TEXT UNDER STUDY →

2. What are the key KQL operators for the AZ-104 exam?
Show Answer
| Operator | Purpose | Example |
|---|---|---|
| where | Filter rows | where CounterValue > 80 |
| project | Select columns | project Computer, TimeGenerated |
| summarize | Aggregate | summarize avg(CounterValue) by Computer |
| bin() | Time bucketing | bin(TimeGenerated, 5m) |
| join | Combine tables | Table1 | join Table2 on Column |
| render | Visualize | render timechart |
| extend | Add calculated column | extend GB = Bytes / 1073741824 |
| order by | Sort | order by Count desc |
| top | Take N highest | top 10 by Value desc |
| count | Count rows | count |
3. What is the difference between Azure Monitor Agent (AMA) and the legacy Log Analytics Agent (MMA)?
Show Answer
| Feature | AMA (New) | MMA/OMS (Legacy) |
|---|---|---|
| Configuration | Data Collection Rules | Workspace settings |
| Multi-homing | Native (multiple DCRs) | Limited |
| Authentication | Managed Identity | Workspace key |
| Filtering | At source (DCR) | At workspace |
| Status | Current, recommended | Deprecated (Aug 2024) |
| Extension name | AzureMonitorLinuxAgent / AzureMonitorWindowsAgent | OmsAgentForLinux / MicrosoftMonitoringAgent |
4. How does workspace retention work?
Show Answer
- Default retention: 30 days (included in Per-GB price)
- Configurable: 30-730 days (additional cost beyond 30 days)
- Table-level retention: Override workspace default per table
- Archive tier: Data older than retention is moved to archive (cheaper, requires restore to query)
- Interactive retention: Data queryable immediately
- Compliance: Some regulations require 1+ year retention
Cleanup
# Delete all resources
az group delete --name $RG --yes --no-wait
echo "Resources are being deleted in the background."

(Source data)

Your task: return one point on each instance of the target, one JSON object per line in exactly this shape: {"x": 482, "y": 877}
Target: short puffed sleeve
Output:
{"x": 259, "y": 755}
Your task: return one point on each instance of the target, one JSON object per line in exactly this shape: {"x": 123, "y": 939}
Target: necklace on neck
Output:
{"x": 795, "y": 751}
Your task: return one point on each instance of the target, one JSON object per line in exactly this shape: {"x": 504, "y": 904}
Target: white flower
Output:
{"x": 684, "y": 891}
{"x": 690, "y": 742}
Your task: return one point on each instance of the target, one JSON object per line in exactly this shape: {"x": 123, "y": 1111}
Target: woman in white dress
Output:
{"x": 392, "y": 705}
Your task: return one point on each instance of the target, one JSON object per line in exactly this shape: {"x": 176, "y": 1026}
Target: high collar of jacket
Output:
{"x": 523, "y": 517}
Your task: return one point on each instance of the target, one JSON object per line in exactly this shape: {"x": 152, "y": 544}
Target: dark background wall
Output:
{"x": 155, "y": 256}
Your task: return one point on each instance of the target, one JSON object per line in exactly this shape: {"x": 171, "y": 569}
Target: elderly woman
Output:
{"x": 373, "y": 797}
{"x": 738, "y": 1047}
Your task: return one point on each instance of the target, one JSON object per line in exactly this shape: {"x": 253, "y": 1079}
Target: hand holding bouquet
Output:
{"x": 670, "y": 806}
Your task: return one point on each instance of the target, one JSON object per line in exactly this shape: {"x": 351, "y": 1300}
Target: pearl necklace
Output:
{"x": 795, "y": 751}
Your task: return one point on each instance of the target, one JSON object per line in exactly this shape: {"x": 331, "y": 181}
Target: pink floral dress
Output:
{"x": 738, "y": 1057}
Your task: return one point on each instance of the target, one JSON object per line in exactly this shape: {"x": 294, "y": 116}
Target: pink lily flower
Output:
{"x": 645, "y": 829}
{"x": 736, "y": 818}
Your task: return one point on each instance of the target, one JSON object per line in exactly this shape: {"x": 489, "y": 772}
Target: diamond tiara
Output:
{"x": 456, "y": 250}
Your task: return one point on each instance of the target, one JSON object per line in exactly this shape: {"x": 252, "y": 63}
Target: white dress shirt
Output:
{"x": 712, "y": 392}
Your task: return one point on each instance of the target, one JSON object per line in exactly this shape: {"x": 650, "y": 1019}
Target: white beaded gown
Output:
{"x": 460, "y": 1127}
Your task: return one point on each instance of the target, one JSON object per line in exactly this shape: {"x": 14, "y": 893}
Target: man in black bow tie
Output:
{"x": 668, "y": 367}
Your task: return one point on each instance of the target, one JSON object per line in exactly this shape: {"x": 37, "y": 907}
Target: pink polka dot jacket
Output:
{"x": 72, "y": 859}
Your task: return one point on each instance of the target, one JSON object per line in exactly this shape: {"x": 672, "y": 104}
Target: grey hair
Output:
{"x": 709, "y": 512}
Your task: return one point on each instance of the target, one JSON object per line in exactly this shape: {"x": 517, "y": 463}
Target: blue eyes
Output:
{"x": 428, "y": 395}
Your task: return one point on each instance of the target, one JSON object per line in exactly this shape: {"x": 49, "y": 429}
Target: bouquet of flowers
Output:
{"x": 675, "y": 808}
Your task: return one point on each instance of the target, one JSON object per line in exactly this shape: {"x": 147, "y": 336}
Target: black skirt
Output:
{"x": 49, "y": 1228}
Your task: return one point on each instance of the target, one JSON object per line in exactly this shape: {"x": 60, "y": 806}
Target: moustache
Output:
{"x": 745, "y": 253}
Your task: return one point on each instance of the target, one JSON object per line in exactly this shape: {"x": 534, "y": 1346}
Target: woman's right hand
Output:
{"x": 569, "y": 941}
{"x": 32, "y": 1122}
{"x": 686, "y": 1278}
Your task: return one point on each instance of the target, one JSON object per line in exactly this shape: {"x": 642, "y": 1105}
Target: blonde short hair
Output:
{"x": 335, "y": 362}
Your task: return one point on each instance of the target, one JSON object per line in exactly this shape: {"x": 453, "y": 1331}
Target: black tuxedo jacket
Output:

WHAT TO WORK ON →
Please answer these questions from the Azure monitoring text, one line each:
(a) Which KQL operator is listed for time bucketing?
(b) What authentication method does the Azure Monitor Agent (AMA) use?
(c) What is the default workspace retention period?

SOLVED EXERCISE →
(a) bin()
(b) Managed Identity
(c) 30 days, included in the Per-GB price